▶ **Brief**: Could you copy out every line of the listing below precisely as it stands?

---- Data extract

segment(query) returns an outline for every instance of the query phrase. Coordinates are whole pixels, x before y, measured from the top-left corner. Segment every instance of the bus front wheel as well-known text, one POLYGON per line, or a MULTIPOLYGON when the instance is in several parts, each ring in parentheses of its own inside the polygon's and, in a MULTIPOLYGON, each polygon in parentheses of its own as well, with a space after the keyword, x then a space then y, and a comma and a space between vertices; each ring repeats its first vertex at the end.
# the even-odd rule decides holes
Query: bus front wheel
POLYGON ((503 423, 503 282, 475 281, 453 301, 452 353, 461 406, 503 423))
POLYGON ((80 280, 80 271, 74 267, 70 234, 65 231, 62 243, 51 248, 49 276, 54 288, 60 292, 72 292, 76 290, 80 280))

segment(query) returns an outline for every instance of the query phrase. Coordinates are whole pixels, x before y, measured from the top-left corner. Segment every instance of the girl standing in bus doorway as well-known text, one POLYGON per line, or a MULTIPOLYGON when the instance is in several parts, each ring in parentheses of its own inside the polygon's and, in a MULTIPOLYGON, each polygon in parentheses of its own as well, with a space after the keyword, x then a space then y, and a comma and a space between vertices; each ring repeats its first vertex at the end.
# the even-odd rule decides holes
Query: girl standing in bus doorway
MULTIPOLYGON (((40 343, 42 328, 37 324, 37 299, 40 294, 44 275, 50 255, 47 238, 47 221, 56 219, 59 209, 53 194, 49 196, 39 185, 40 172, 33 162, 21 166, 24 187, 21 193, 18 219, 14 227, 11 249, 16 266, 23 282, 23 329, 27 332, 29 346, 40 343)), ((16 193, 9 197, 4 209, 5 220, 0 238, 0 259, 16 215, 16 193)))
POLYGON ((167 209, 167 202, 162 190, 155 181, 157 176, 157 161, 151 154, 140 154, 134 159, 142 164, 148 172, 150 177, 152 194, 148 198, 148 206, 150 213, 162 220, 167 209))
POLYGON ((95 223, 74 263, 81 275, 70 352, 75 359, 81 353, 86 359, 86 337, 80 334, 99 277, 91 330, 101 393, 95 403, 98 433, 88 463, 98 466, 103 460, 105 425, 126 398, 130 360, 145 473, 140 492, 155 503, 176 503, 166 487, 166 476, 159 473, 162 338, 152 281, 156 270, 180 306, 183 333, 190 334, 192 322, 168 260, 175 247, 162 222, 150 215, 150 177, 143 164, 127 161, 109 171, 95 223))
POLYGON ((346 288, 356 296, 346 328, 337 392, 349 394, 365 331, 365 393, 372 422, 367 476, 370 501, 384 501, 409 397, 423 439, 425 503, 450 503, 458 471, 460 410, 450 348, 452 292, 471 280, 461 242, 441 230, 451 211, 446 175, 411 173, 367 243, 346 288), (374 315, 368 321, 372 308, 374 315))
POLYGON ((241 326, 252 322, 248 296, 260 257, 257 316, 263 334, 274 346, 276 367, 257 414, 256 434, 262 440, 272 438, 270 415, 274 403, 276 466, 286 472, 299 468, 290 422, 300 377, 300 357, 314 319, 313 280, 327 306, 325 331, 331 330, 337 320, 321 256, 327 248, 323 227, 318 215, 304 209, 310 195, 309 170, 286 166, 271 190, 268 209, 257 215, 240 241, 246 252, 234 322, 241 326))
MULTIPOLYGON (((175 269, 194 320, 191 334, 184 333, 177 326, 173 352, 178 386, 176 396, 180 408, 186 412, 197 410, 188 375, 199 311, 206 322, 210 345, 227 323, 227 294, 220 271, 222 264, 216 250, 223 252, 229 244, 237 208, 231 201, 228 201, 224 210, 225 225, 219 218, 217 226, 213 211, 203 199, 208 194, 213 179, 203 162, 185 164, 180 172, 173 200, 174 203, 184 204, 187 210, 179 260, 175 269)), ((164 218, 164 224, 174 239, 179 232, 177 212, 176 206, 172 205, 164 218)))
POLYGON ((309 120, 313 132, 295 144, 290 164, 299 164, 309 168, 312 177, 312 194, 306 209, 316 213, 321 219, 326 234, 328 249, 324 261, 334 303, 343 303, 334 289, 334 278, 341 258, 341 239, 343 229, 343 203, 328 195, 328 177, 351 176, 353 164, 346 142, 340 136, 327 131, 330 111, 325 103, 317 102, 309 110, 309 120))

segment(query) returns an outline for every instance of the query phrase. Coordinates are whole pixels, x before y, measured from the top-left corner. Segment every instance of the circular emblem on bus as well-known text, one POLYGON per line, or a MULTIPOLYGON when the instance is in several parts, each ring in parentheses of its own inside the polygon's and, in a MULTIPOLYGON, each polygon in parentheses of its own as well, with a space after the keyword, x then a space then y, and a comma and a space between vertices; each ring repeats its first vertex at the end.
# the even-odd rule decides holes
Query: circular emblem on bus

--------

▶ **Task response**:
segment(query) returns an outline for every instance of the query phrase. Coordinates are whole pixels, x before y, measured from the top-left corner. Segment every instance of the bus front wheel as well-known text, one POLYGON per line, or a MULTIPOLYGON when the instance is in several parts, each ring in parentheses of its own inside the polygon's and, in a MULTIPOLYGON, each polygon in parentheses of its own as well, with a space after the keyword, x then a space then y, and a comma and a space between vertices; each ring repeats its first vertex at the end.
# the even-odd rule decides holes
Query: bus front wheel
POLYGON ((503 423, 503 282, 475 281, 453 301, 452 353, 461 406, 503 423))
POLYGON ((80 280, 80 271, 74 267, 70 234, 65 231, 62 243, 51 248, 49 276, 54 288, 60 292, 72 292, 76 290, 80 280))

segment(query) returns an outline for every instance of the query phrase. Coordinates are whole pixels, x before y, measured from the top-left corner. Segment every instance of the girl standing in bus doorway as well-known text, one POLYGON per line, or a MULTIPOLYGON when the instance is in several parts, each ring in parentheses of its own inside the polygon's and, in a MULTIPOLYGON, each polygon in parentheses of its own as well, with a space after the keyword, x then a space then y, and a comma and a space between vertices; each ring repeats its first vertex at the end.
# the even-odd rule decides holes
Query: girl standing in bus doorway
MULTIPOLYGON (((40 343, 42 328, 37 324, 37 299, 40 294, 44 275, 50 255, 47 238, 47 221, 56 219, 59 209, 53 194, 49 196, 39 185, 40 172, 33 162, 21 166, 24 187, 21 193, 18 219, 14 227, 11 249, 16 266, 23 282, 23 329, 27 332, 29 346, 40 343)), ((16 193, 9 197, 4 209, 5 220, 0 238, 0 259, 16 215, 16 193)))
POLYGON ((167 209, 167 202, 162 190, 155 181, 157 176, 157 161, 151 154, 140 154, 134 159, 142 164, 148 172, 150 177, 152 194, 148 198, 148 206, 150 213, 162 220, 167 209))
POLYGON ((95 223, 74 263, 81 275, 70 352, 75 359, 81 353, 86 359, 86 337, 80 334, 99 277, 91 330, 101 393, 95 403, 98 433, 88 463, 98 466, 103 460, 105 425, 126 398, 130 360, 145 473, 140 492, 155 503, 176 503, 166 487, 166 476, 159 473, 162 338, 152 281, 156 270, 180 306, 183 333, 190 334, 192 322, 168 260, 175 247, 162 222, 150 215, 150 177, 143 164, 127 161, 109 171, 95 223))
POLYGON ((346 288, 356 296, 346 328, 337 392, 349 394, 365 331, 365 393, 372 422, 367 476, 370 501, 384 501, 409 397, 423 439, 425 503, 450 503, 458 471, 460 410, 450 348, 452 292, 471 280, 461 242, 441 230, 451 211, 446 175, 411 173, 367 243, 346 288), (374 315, 368 321, 372 308, 374 315))
POLYGON ((241 326, 252 322, 248 296, 260 257, 257 316, 263 334, 274 346, 276 367, 257 414, 256 434, 262 440, 272 438, 270 415, 274 403, 276 466, 286 472, 299 468, 290 422, 300 377, 300 357, 314 319, 313 280, 327 306, 325 331, 331 330, 337 320, 321 256, 327 248, 323 227, 318 215, 304 209, 310 195, 309 170, 286 166, 271 190, 268 209, 257 215, 240 241, 246 252, 234 322, 241 326))
MULTIPOLYGON (((175 269, 194 320, 191 334, 184 333, 177 326, 173 352, 178 386, 176 396, 180 408, 186 412, 197 410, 188 375, 199 311, 206 322, 210 345, 227 323, 227 294, 220 271, 222 264, 216 250, 223 252, 229 244, 237 208, 231 201, 228 201, 224 210, 225 225, 219 218, 217 226, 213 211, 203 199, 208 194, 213 179, 203 162, 185 164, 180 172, 173 200, 174 203, 184 204, 187 210, 179 260, 175 269)), ((164 218, 164 224, 174 239, 179 232, 177 212, 176 206, 172 205, 164 218)))
POLYGON ((309 120, 313 132, 295 144, 290 164, 299 164, 309 168, 312 177, 312 194, 306 209, 316 213, 321 219, 326 234, 328 249, 324 261, 334 303, 343 303, 334 289, 334 278, 341 258, 341 239, 343 229, 343 203, 328 195, 328 177, 351 176, 353 164, 346 142, 340 136, 327 131, 330 111, 325 103, 317 102, 309 110, 309 120))

segment(query) returns an outline for every instance of the query phrase. Coordinates are whole pixels, x before y, measured from the top-left corner. Segment every instance of the circular emblem on bus as well-known text, one POLYGON per line, or a MULTIPOLYGON when the instance is in several parts, each ring in parentheses of its own inside the polygon's and, in a MULTIPOLYGON, each polygon in parentheses of its own as well, with a space after the keyword, x then a space then y, and a comma and a space between vertices; each ring repeats its first vertex at the end.
# the even-odd rule decides holes
Query: circular emblem on bus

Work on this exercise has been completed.